- [YOUR OBJECTIVE]
A bare number is required: the count of lines in the material below that hold the word "blue".

------------

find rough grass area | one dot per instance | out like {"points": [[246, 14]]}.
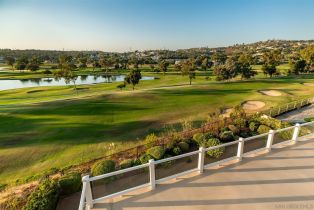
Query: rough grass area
{"points": [[37, 137]]}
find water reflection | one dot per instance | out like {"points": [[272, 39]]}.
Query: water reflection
{"points": [[81, 80]]}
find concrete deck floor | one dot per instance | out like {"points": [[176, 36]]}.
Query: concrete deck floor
{"points": [[281, 179]]}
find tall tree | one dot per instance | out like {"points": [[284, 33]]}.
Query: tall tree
{"points": [[206, 63], [219, 58], [21, 63], [66, 70], [308, 55], [188, 68], [271, 60], [10, 61], [133, 77], [269, 69], [163, 66]]}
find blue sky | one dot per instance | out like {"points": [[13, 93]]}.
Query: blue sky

------------

- [REPLY TO THE EXERCISE]
2